[What is being asked] Which lines of the entries below run from the one holding "Target: green moss" to the one holding "pixel 247 252", inclusive? Set down exactly those lines and no others.

╭─ Data records

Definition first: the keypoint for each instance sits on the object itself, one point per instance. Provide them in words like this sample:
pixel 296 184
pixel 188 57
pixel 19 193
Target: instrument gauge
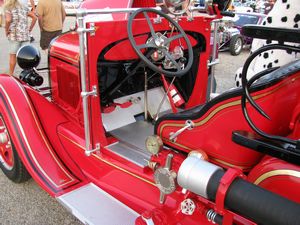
pixel 154 144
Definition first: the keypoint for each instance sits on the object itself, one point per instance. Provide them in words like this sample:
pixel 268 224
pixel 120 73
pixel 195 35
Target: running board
pixel 92 205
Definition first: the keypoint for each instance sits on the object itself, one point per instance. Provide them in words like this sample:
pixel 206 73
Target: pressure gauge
pixel 154 144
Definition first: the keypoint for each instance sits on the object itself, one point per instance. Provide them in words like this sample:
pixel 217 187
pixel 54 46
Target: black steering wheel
pixel 160 43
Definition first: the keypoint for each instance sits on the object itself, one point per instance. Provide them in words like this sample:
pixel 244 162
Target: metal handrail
pixel 82 30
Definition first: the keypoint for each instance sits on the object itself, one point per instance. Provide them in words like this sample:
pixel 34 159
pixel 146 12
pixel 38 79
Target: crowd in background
pixel 15 16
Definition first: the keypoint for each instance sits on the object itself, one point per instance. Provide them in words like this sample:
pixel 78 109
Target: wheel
pixel 10 162
pixel 168 63
pixel 236 45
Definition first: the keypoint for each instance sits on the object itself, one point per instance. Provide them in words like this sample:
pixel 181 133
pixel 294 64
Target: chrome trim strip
pixel 27 142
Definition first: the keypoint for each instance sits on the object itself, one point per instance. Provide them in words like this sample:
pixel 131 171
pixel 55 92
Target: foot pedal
pixel 91 205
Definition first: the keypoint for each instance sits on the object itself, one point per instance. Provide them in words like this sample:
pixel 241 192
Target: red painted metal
pixel 52 146
pixel 277 176
pixel 6 152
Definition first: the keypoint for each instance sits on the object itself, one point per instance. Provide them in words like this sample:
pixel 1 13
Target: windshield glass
pixel 241 20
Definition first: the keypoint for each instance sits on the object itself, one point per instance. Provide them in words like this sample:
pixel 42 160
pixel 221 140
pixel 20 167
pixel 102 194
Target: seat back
pixel 277 93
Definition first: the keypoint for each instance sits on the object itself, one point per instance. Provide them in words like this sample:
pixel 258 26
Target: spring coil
pixel 211 215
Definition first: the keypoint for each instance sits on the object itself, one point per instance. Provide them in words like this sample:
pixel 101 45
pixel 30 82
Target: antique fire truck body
pixel 124 134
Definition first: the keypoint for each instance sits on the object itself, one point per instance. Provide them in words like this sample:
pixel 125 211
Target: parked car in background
pixel 230 36
pixel 71 4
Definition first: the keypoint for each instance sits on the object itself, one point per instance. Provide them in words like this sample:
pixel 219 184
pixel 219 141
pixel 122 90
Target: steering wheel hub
pixel 159 44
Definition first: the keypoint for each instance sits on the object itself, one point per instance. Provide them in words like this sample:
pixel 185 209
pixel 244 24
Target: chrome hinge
pixel 188 125
pixel 90 93
pixel 212 63
pixel 148 221
pixel 90 30
pixel 89 152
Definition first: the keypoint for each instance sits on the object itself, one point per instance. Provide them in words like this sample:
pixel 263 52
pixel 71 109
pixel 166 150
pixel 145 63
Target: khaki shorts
pixel 14 46
pixel 46 38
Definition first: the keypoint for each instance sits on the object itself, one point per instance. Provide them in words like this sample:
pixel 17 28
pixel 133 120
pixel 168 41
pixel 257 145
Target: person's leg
pixel 12 64
pixel 13 48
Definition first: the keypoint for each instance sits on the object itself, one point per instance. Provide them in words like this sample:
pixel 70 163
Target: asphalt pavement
pixel 27 203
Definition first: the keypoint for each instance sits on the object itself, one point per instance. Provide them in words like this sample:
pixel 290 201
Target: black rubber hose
pixel 255 203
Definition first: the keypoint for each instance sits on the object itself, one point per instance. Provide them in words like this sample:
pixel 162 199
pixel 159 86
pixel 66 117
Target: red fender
pixel 277 176
pixel 30 141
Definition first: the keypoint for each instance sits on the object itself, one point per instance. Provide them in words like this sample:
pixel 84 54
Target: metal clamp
pixel 188 125
pixel 148 221
pixel 89 152
pixel 93 93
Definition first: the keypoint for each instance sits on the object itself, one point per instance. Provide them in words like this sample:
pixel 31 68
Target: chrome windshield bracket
pixel 89 152
pixel 188 125
pixel 93 93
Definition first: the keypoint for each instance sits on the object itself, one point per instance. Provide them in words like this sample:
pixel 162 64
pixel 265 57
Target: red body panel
pixel 52 146
pixel 277 176
pixel 212 131
pixel 37 153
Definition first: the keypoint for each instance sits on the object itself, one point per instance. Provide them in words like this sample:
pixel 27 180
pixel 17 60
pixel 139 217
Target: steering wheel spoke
pixel 147 45
pixel 153 33
pixel 169 56
pixel 160 42
pixel 173 38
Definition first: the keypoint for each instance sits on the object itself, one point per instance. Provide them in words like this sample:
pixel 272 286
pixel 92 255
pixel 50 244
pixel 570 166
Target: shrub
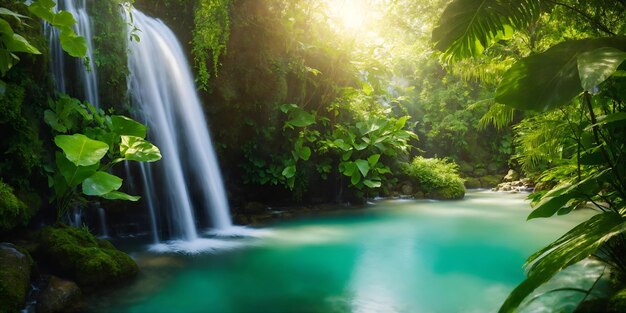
pixel 437 178
pixel 13 212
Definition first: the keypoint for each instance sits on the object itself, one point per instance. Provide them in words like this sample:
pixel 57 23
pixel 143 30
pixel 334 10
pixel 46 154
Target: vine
pixel 210 37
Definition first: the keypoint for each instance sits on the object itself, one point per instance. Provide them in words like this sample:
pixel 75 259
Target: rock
pixel 490 181
pixel 617 303
pixel 77 254
pixel 254 207
pixel 512 175
pixel 59 296
pixel 15 270
pixel 480 172
pixel 472 183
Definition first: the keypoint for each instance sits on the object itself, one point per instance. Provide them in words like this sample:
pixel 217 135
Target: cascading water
pixel 163 91
pixel 86 72
pixel 187 181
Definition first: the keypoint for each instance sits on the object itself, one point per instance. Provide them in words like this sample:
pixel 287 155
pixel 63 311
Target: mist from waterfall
pixel 163 92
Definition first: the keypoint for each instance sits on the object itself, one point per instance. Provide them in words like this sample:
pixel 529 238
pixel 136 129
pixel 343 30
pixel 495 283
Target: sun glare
pixel 350 14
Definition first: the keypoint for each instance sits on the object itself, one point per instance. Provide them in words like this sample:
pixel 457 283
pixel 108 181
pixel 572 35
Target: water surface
pixel 394 256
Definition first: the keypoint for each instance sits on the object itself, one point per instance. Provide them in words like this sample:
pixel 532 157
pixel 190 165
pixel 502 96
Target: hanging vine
pixel 210 37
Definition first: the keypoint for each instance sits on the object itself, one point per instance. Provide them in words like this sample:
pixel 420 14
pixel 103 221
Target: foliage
pixel 13 212
pixel 89 261
pixel 466 27
pixel 110 50
pixel 210 36
pixel 551 80
pixel 437 178
pixel 21 147
pixel 525 85
pixel 104 140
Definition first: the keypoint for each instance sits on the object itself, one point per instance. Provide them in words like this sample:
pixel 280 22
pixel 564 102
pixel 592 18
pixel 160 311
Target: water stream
pixel 187 182
pixel 394 256
pixel 85 69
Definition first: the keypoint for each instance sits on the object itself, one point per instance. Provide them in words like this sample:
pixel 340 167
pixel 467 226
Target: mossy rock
pixel 472 183
pixel 13 211
pixel 617 303
pixel 490 181
pixel 76 253
pixel 15 270
pixel 456 193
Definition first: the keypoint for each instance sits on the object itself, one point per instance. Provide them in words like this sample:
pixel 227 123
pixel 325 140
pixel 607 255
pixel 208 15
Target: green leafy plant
pixel 585 72
pixel 90 143
pixel 12 42
pixel 437 178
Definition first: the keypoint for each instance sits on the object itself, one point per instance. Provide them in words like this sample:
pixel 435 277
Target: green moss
pixel 89 261
pixel 110 52
pixel 15 268
pixel 490 181
pixel 13 212
pixel 618 302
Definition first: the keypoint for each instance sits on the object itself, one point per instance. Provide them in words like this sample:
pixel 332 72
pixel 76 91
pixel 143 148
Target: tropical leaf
pixel 80 149
pixel 595 66
pixel 74 175
pixel 498 115
pixel 289 171
pixel 363 166
pixel 558 197
pixel 100 183
pixel 550 79
pixel 137 149
pixel 118 195
pixel 575 245
pixel 467 27
pixel 123 125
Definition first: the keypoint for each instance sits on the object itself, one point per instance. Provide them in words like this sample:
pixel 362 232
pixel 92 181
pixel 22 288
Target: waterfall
pixel 86 70
pixel 163 92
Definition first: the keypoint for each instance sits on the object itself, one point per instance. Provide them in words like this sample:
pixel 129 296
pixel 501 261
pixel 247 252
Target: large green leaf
pixel 74 175
pixel 363 166
pixel 137 149
pixel 73 44
pixel 80 149
pixel 289 171
pixel 100 183
pixel 123 125
pixel 595 66
pixel 118 195
pixel 20 44
pixel 300 118
pixel 467 27
pixel 550 79
pixel 575 245
pixel 560 196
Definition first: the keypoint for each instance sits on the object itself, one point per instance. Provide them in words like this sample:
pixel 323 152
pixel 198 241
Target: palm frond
pixel 467 27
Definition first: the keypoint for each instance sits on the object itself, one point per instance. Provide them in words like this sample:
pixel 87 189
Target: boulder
pixel 15 270
pixel 60 295
pixel 77 254
pixel 512 175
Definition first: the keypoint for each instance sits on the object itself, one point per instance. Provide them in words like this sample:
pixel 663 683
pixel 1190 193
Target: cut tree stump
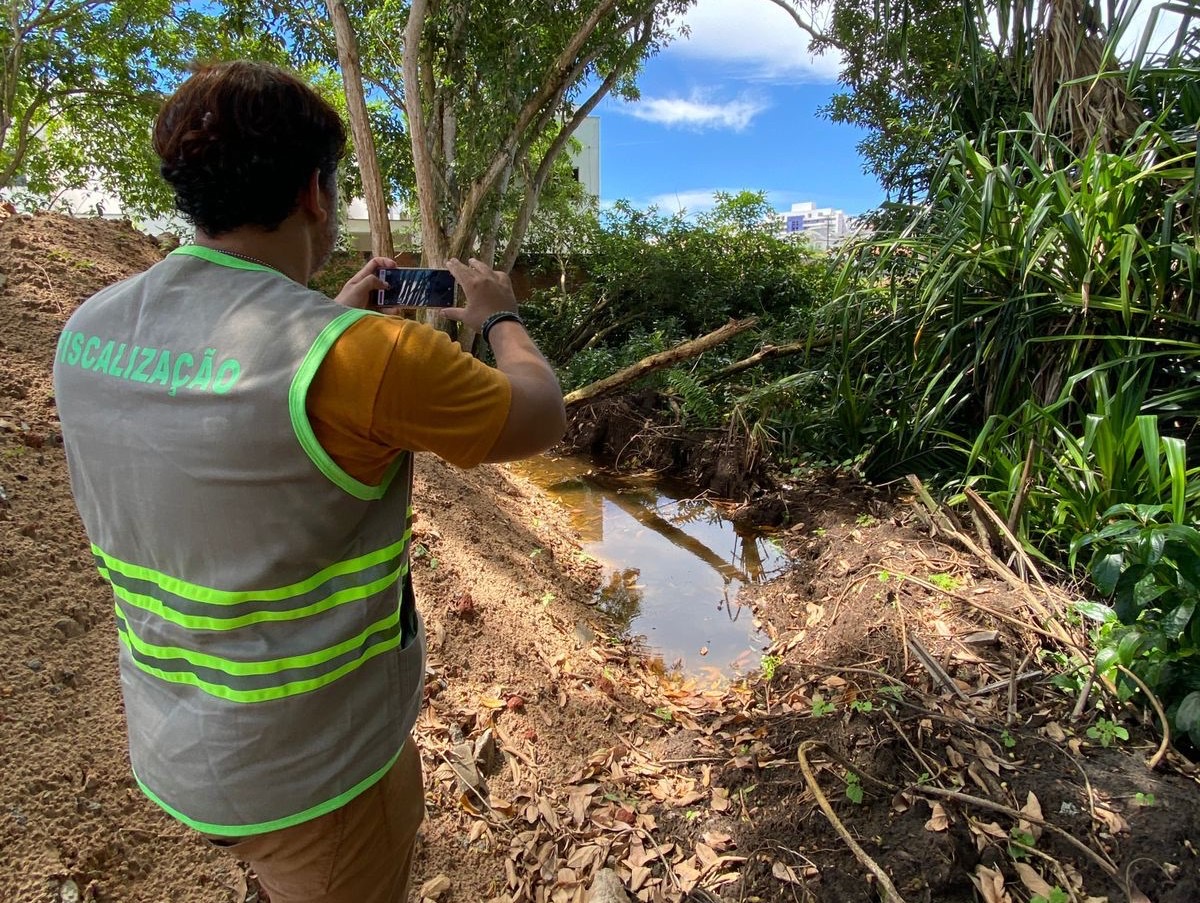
pixel 691 348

╰─

[Output below]
Target: green moss
pixel 89 261
pixel 110 52
pixel 15 268
pixel 490 181
pixel 13 212
pixel 618 302
Definition first: the keypoint for each instance sits on the object itself, one point per instance. Provide them in words like this sample:
pixel 332 72
pixel 76 91
pixel 143 148
Target: tropical leaf
pixel 80 149
pixel 595 66
pixel 74 175
pixel 498 115
pixel 289 171
pixel 363 166
pixel 558 197
pixel 100 183
pixel 550 79
pixel 137 149
pixel 118 195
pixel 575 245
pixel 467 27
pixel 123 125
Definition first: the keypoint for each instance sits on the object itself, one point per instance. Provide them in words like this sample:
pixel 362 232
pixel 92 181
pixel 22 288
Target: waterfall
pixel 86 70
pixel 163 92
Definition first: the keypoint for each instance sits on the object itself, one point per instance. Provide them in words like this sample:
pixel 129 296
pixel 501 261
pixel 247 252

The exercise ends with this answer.